# Document extract:
"""
Dolphy was born and raised in Los Angeles, California.[11][12] His parents were Sadie and Eric Dolphy, Sr.,[13] who immigrated to the United States from Panama.[1] He began music lessons at age six, studying clarinet and saxophone privately.[14] While still in junior high, he began to study the oboe, aspiring to a professional symphonic career,[14] and received a two-year scholarship to study at the music school of the University of Southern California.[12] Aged thirteen, he received a "Superior" award on clarinet from the California School Band and Orchestra festival.[14] He attended Dorsey High School, where he continued his musical studies and learned additional instruments.[14] By 1946, he was co-director of the Youth Choir at the Westminster Presbyterian Church run by Reverend Hampton B. Hawes, father of the jazz pianist of the same name.[14] He graduated in 1947, then attended Los Angeles City College, during which time he played contemporary classical works such as Stravinsky's L'Histoire du soldat and, along with Jimmy Knepper and Art Farmer, performed with Roy Porter's 17 Beboppers,[14] He went on to make eight recordings with Porter by 1949.[1] On these early sessions, he occasionally played baritone saxophone, as well as alto saxophone, flute and soprano clarinet.

Dolphy entered the U.S. Army in 1950 and was stationed at Fort Lewis, Washington.[15] Beginning in 1952, he attended the Navy School of Music.[7] Following his discharge in 1953, he returned to L.A., where he worked with many musicians, including Buddy Collette, Eddie Beal, and Gerald Wilson,[7] to whom he later dedicated the tune "G.W.", recorded on Outward Bound.[16] Dolphy often had friends come by to jam, enabled by the fact that his father had built a studio for him in the family's backyard.[12] Recordings made in 1954 with Clifford Brown document this early period.[17]


Dolphy gained his big break when he was invited to join Chico Hamilton's quintet in 1958.[11] With the group he became known to a wider audience and was able to tour extensively through 1958–59, when he left Hamilton's group and moved to New York City.[7] Dolphy appears with Hamilton's band in the film Jazz on a Summer's Day playing flute during the Newport Jazz Festival of 1958.
"""
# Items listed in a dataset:
"""
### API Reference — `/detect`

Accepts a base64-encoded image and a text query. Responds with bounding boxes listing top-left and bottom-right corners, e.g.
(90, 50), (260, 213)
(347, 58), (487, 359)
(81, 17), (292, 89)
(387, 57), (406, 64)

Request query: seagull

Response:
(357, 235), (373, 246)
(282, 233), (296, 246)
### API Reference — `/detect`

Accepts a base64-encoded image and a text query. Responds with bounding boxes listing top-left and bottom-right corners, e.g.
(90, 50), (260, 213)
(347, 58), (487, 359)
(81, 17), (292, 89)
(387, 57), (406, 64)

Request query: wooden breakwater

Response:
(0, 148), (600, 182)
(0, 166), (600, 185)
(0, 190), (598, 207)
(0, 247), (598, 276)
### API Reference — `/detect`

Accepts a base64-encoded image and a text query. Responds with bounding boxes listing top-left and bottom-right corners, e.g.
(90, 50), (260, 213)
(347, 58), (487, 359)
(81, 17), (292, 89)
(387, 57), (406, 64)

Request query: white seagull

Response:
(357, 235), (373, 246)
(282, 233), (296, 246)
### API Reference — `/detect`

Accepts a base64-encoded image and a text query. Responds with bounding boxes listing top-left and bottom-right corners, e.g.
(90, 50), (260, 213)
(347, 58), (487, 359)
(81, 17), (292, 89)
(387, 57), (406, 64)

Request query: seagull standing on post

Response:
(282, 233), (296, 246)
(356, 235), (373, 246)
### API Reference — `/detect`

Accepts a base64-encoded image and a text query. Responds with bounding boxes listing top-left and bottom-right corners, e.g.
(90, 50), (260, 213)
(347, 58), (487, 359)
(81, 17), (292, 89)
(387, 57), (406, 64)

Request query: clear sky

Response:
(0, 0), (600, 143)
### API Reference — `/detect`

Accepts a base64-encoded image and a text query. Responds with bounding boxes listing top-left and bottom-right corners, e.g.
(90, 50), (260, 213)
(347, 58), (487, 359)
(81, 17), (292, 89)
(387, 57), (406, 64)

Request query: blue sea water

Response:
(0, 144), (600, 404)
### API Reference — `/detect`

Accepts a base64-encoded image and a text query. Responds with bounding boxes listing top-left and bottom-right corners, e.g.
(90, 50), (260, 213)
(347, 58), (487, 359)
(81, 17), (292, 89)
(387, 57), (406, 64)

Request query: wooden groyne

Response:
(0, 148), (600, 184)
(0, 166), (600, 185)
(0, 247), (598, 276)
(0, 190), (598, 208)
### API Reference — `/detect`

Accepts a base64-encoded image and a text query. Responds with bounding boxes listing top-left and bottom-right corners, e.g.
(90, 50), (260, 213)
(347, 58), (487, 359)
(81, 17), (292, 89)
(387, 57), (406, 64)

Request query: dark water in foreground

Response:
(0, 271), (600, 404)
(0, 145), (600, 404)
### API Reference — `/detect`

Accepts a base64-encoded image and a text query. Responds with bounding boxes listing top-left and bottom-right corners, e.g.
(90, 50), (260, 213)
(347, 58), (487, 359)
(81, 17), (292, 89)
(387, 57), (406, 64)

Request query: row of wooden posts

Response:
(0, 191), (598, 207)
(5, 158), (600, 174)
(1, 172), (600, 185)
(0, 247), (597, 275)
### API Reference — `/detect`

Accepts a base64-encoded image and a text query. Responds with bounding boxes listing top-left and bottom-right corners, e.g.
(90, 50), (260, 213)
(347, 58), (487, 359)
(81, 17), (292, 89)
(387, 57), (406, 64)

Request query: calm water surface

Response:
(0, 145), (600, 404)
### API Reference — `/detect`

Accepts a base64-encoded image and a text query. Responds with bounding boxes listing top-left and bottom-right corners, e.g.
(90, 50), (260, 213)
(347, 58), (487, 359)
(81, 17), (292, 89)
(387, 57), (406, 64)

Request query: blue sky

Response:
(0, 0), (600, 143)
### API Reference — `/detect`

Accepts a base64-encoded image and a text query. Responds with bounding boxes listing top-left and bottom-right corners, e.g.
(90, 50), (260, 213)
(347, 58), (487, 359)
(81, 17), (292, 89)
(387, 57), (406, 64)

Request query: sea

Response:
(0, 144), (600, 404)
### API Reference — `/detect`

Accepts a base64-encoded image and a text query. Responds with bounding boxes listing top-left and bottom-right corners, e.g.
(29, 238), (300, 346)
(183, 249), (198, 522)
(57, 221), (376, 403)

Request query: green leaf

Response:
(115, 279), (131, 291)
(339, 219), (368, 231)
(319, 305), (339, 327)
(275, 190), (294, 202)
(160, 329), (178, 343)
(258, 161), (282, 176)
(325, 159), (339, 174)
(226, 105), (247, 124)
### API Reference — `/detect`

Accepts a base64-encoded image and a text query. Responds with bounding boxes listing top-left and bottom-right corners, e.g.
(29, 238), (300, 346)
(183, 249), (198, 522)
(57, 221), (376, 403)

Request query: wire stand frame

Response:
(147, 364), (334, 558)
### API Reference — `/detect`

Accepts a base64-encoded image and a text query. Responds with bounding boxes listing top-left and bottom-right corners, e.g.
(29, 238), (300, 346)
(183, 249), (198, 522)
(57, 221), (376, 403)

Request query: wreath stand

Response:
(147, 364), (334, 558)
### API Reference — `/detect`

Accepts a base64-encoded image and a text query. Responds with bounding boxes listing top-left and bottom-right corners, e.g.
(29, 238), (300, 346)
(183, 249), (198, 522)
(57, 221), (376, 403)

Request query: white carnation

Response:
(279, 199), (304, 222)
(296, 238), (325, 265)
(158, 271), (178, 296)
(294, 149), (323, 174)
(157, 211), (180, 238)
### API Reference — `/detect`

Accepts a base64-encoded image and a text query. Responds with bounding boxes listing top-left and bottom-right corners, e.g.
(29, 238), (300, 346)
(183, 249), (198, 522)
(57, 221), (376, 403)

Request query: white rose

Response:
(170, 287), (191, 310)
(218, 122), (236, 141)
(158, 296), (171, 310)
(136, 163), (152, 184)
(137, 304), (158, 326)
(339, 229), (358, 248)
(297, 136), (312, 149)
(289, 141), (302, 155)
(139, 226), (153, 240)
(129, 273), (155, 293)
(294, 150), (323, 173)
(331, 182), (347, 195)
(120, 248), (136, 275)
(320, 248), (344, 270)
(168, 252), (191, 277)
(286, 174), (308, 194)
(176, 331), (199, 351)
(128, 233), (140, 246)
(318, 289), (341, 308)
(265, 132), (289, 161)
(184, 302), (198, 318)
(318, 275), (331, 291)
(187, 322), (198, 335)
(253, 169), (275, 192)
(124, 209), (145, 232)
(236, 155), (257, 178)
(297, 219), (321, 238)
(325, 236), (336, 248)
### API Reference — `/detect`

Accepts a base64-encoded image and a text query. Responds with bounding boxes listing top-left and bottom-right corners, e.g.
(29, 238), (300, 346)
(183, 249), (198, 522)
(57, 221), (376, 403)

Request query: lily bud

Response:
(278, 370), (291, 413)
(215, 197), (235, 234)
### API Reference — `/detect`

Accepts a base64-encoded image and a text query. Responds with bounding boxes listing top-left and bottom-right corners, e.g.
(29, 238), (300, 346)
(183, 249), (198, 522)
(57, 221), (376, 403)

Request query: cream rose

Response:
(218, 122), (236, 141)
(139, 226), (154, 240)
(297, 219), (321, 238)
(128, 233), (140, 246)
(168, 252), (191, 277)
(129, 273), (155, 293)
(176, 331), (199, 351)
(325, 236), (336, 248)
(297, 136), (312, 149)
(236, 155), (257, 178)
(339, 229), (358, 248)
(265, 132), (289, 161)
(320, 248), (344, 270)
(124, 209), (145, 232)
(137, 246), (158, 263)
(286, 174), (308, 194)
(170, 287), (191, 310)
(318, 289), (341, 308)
"""
# Tasks:
[1] In the Eric Dolphy passage, list every educational institution named, in order of appearance.
[2] Reproduce the Eric Dolphy passage word for word, starting at the words "Dolphy gained his" and ending after "Festival of 1958.".
These rows come from a different source than the Eric Dolphy passage.

# Responses by item number:
[1]
University of Southern California music school
Dorsey High School
Los Angeles City College
Navy School of Music

[2]
Dolphy gained his big break when he was invited to join Chico Hamilton's quintet in 1958.[11] With the group he became known to a wider audience and was able to tour extensively through 1958–59, when he left Hamilton's group and moved to New York City.[7] Dolphy appears with Hamilton's band in the film Jazz on a Summer's Day playing flute during the Newport Jazz Festival of 1958.